------ Records for this task

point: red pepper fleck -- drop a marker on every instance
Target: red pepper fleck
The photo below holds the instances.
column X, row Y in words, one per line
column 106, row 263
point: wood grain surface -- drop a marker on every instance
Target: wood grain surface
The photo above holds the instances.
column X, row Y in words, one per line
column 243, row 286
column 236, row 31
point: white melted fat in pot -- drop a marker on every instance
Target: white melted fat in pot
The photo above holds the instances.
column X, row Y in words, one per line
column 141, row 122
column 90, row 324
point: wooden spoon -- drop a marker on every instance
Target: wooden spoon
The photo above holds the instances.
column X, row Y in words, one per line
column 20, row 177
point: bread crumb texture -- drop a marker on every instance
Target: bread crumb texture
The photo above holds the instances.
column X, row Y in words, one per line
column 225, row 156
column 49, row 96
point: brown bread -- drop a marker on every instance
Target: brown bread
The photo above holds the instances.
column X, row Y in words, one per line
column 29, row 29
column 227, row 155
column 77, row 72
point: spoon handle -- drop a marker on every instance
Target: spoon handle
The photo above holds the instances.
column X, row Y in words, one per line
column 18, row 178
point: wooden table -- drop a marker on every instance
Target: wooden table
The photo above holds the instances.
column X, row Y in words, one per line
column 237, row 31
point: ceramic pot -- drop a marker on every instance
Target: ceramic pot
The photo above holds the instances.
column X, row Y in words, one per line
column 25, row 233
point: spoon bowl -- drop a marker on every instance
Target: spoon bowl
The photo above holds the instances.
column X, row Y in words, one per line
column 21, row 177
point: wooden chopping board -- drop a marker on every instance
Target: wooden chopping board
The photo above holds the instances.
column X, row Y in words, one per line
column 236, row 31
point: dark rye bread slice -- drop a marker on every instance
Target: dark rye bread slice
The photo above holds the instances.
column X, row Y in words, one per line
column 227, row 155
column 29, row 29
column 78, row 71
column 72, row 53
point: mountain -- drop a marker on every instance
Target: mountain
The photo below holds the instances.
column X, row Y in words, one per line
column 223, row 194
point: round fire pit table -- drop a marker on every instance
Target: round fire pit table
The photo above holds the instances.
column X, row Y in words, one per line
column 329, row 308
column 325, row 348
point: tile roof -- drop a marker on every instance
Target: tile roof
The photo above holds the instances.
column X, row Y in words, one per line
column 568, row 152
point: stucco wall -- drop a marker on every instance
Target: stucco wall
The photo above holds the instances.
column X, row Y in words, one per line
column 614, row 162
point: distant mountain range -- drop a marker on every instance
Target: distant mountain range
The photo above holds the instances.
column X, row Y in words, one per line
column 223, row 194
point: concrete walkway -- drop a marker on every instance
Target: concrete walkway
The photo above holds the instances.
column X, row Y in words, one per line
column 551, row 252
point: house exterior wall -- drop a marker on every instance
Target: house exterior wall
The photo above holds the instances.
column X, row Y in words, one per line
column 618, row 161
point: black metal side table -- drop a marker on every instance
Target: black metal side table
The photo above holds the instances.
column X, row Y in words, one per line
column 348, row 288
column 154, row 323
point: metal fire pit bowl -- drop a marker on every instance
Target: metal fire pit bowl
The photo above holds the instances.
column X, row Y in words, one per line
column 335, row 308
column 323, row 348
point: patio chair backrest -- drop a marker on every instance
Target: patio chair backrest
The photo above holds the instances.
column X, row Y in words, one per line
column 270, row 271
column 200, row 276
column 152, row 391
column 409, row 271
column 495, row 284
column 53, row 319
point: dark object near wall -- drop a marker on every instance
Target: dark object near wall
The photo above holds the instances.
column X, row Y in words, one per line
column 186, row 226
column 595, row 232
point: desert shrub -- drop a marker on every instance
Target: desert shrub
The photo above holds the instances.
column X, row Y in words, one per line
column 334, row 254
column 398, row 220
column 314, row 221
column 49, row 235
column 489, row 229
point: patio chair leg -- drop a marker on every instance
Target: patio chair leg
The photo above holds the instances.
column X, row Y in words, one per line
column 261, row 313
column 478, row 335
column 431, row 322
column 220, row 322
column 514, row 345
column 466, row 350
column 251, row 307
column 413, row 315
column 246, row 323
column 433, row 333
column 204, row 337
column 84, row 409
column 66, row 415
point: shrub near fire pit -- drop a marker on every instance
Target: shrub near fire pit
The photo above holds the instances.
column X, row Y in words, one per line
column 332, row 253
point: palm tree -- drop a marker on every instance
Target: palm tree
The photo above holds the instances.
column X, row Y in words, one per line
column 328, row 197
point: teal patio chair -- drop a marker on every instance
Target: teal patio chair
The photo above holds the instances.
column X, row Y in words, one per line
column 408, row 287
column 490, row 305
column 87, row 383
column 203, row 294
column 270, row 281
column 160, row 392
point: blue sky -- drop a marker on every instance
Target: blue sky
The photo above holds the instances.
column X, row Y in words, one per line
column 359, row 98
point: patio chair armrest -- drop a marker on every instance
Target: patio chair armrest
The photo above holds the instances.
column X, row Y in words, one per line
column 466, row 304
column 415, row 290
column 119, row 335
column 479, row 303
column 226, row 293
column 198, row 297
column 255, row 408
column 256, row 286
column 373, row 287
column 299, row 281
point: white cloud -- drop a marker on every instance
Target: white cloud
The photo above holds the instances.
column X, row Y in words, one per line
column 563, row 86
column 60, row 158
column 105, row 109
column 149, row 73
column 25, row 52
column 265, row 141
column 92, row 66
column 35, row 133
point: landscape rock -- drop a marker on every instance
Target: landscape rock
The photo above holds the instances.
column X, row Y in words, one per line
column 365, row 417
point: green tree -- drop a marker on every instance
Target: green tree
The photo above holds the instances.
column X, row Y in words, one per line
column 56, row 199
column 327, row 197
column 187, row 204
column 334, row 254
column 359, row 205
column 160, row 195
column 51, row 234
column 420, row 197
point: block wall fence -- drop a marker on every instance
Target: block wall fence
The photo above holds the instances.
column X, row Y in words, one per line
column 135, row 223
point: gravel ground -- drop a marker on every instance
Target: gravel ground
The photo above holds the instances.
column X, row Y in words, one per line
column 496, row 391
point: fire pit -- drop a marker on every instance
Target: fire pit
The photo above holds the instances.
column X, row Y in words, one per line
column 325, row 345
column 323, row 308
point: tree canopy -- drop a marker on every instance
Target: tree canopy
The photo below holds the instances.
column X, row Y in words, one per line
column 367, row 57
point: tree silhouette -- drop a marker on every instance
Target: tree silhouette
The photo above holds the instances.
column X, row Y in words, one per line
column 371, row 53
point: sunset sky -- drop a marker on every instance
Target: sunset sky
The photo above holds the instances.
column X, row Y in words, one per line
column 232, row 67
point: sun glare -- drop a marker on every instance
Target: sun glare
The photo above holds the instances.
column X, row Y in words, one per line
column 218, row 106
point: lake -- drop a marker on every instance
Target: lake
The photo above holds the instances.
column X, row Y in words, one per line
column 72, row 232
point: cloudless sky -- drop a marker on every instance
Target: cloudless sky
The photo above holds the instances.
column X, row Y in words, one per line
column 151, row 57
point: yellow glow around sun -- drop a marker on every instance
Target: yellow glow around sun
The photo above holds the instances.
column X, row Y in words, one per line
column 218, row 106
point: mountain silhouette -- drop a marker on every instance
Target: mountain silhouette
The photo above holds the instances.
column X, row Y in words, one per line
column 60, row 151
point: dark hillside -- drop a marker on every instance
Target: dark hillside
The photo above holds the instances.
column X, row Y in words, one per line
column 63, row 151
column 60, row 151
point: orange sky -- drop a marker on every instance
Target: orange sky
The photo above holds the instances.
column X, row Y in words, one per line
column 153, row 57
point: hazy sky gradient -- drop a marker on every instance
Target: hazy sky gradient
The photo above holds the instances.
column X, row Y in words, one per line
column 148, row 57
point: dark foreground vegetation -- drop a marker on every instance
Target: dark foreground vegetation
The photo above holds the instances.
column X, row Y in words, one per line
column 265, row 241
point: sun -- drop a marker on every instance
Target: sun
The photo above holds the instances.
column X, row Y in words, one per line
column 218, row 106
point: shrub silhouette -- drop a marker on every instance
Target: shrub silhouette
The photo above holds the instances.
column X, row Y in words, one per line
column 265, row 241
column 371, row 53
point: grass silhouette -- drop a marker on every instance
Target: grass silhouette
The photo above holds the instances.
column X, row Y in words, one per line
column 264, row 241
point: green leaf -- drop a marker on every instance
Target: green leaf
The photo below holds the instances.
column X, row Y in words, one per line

------------

Task prompt: Every line of the listing above that includes "landscape" should be copied out.

Result:
point: landscape rock -- drop a marker on every instance
Target: landscape rock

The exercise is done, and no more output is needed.